> **Texte de référence**:

= = = = =

Les hiérarchies sociales qui imposent un certain nombre d'attitudes de déférence sont-elles une trace indésirable d'une ancienne société de classe incompatible avec le respect du à chacun ou nous invitent-elles à articuler plus finement autorité et respect, de telle sorte que le respect puisse être combiné avec une forme d'obéissance et des façons culturelles de marquer la place de chacun dans la société?
Dans les sociétés démocratiques, le respect devrait s'adresser à la valeur intrinsèque de chacun, indépendamment de sa place dans la hiérarchie sociale : le respect est attaché à des qualités internes, contenus dans la nature humaine. Néanmoins, nous reconnaissons à ceux qui détiennent une forme de pouvoir et d'autorité une légitimité à commander dans le domaine qui est le leur :  le médecin dans son cabinet, l'enseignant dans sa classe, le Président dans l'exercice de ses fonctions, le chef dans son entreprise. Mais nous nous interrogeons sur la dissymétrie des attitudes : est-il bien nécessaire de marquer cette autorité par des signes distinctifs (une robe, une estrade, un titre à utiliser quand on s'adresse à la personne...)? L'autorité peut-elle s'accommoder d'un respect égalitaire ou instaure-elle des relations dans lesquelles ce respect est comme suspendu? A moins qu'il faille distinguer deux formes de respect? Peut-on parler à son patron ou à son Président comme à ses amis?


#15 Y-a-t'il des cultures qui sont irrespectueuses ?

= = = = =

> **Données**:
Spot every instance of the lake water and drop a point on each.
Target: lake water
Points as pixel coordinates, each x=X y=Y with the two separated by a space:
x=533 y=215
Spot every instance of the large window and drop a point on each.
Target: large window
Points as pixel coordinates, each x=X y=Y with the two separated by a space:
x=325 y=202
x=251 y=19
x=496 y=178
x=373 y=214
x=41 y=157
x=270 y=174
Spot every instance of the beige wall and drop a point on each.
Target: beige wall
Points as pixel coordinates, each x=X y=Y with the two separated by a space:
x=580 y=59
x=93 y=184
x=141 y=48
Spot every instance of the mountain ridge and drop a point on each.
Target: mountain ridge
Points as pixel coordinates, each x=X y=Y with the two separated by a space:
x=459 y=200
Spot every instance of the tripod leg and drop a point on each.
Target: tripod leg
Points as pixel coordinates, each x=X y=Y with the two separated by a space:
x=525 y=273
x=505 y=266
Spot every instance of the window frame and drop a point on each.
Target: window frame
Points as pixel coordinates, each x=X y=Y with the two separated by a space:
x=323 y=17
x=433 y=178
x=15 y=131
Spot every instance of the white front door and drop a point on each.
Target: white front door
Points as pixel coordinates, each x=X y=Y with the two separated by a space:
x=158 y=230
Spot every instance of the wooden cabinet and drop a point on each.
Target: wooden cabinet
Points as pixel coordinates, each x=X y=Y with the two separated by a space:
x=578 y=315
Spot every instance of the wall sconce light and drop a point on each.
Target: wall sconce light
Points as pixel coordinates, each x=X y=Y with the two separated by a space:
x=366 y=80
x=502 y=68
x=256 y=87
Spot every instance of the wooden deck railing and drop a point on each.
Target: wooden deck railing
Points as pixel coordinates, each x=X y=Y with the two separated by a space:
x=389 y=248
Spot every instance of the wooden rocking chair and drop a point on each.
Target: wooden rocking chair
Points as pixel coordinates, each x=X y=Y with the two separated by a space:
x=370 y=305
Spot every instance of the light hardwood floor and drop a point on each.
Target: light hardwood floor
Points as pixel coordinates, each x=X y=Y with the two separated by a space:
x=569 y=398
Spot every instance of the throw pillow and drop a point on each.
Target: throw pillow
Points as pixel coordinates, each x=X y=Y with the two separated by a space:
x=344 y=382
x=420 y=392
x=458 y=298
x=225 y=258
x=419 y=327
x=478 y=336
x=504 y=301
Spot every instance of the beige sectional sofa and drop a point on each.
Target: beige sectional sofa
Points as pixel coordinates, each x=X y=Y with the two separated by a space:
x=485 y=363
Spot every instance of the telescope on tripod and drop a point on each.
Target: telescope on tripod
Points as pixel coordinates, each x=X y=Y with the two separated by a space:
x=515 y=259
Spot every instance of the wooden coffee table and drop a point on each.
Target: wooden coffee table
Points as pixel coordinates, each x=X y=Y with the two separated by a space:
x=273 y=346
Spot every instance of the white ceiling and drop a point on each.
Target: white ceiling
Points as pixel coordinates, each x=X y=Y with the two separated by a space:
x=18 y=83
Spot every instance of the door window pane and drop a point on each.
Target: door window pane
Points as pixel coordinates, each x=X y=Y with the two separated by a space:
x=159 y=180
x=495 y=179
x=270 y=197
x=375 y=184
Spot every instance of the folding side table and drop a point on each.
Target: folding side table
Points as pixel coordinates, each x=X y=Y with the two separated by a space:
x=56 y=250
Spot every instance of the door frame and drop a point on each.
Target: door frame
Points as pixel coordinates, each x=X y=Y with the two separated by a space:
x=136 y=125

= = = = =

> **Série d'exercices**:
1 > Relevez, dans le texte sur le respect et l'autorité, chacune des figures auxquelles est reconnue une légitimité à commander, avec le domaine qui leur est associé.
2 > Poursuivez le texte sur le respect et l'autorité à la suite de sa dernière ligne.

> **Réponses dans l'ordre**:
1 >
- le médecin dans son cabinet
- l'enseignant dans sa classe
- le Président dans l'exercice de ses fonctions
- le chef dans son entreprise

2 >
Nous aimons vanter les droits de l'homme, qui sont devenus avec le temps les droits des hommes et des femmes et non plus seulement les droits des citoyens masculins, et nous nous insurgeons contre les pays qui discriminent les êtres humains en fonction de leur genre, de leur classe sociale, de leur couleur de peau, ou qui maintiennent des pratiques qui nous font horreur (polygamie, excision, cannibalisme). Sommes-nous dépositaires de la définition de l'humanité et de la façon dont elle doit être respectée? Devons-nous plutôt être attentifs aux significations spirituelles de pratiques qui nous semblent barbares mais qui pourraient bien honorer l'humanité d'une façon éclairante, de telle sorte que nous gagnerions plutôt à nous questionner sur le respect que nous manifestons à nos semblables?


#16 Comment respecter une personne en fin de vie ?

Lorsqu'un être humain, en raison de la maladie qui l'accable, qui'l s'agisse d'Alzheimer, d'un cancer, ou d'un coma prolongé, n'est plus en capacité d'exercer son discernement ni d'exprimer une volonté éclairée, de prendre soin de son propre corps et de ses biens, comment respecter sa liberté? Comment traiter comme une personne à part entière celui qui ne manifeste plus clairement pour nous les caractéristiques d'une personne autonome? Comment ne pas empiéter sur la liberté de celui qui n'est plus capable de l'exercer pleinement? Comment respecter l'intégrité de celui qui n'a pas pleinement conscience de lui-même? Le souvenir de ce que la personne était suffit-il? Devons-nous plonger dans notre propre intériorité, au risque de projeter notre volonté à la place de la sienne?